DIRECTIVE>
In the transcript about Native American trails, where did the Orchard Lake Trail end?

TEXT EXCERPT>
◆ ◆ ◆ ◆ ◆ ◆ ◆

Well, we're kind of fortunate in in this area, there were three major Native American trails. The first trail is the Shiawassee Trail, which follows Chiawassee Road. Uh and it went from the Detroit River uh the Rouge system, and then it kind of uh it went west, but then it curved north um around uh north of Lansing. So it kind of curved north and went up to the through the middle of the state. Uh then there's an another uh major uh Native American tour, uh I'm sorry, trail called the Grand River Trail. Now the Grand River Trail actually follows the um the Grand River, the river, Grand River, which you'll find uh you run into the side of the state. Yes, it does. It goes all the way all the way to Lake Michigan. Yep. The third trail actually came up from what is today Ohio, uh called the Orchard Lake Trail, and it actually meandered up and ended at Orchard Lake. So because of these three major Native American trails, it gave um pioneers an opportunity to get into where their land was.

SPEAKER_03

Right. Uh by following because back then it was fully grown and yeah, and there were there were no roads.

SPEAKER_04

Yep. Yeah, that's interesting.

SPEAKER_03

Um, we actually did discuss briefly the the Native American trails um that ran through Farmington in one of our episodes because we talked about how uh Grand River Road at one point was planks, wood planks. It was and they had the toll house at the Botsford Inn to use the woodplanked road. And uh so we touched a little bit on those, but yeah, that's um I'm actually uh Anishanabe, so um most of my family lives up north in Potoski, but early pre-settlement uh history I'm really passionate about because of that. And so yeah, so learning about all the different um hunting trails and how they used the water systems to to really navigate and transport goods and transport people and help the pioneers navigate into like even the flint uh like Flint Glint Grand Blanc area. Uh, there's some interesting history there about how like malaria and mosquitoes beat the settlers at the time and uh like more than even the indigenous people could. Uh, but they got there. Like, how did people even get there if it was so bad?

SPEAKER_01

And it was because of the waterways and the trail and the trail system, and some yeah, and in many cases, just like the Grand River Trail, followed the Grand River, exactly. So it paralleled the Grand River, yeah.

SPEAKER_03

And I think the um the Shiwassee Trail did too, um, and it would have like followed the rivers there had they not developed Detroit and put the rivers underground. Sure. Uh that was my understanding at least. Or like the Rouge. Yeah, exactly.

SPEAKER_04

Yeah, I'm you know, I I am curious, like to paint the picture a little bit. Let's just Farmington's about to be settled. Um, you have all these different tribes. What is because these were mostly peaceful tribes, yeah, right? They work together. Yeah, they work together.

SPEAKER_01

Oh, Chippeway, three fires, yeah. Chippewa, then then uh towards the river. You had the Wyandotte uh tribes were there, so and the Pottawamine too. That's what was here. Don't forget about the Pottawame.

◆ ◆ ◆ ◆ ◆ ◆ ◆

[Lines of data]
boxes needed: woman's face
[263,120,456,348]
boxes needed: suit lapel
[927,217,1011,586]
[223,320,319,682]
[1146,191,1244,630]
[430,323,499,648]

◆ ◆ ◆ ◆ ◆ ◆ ◆

EXPECTED ANSWER>
It ended at Orchard Lake.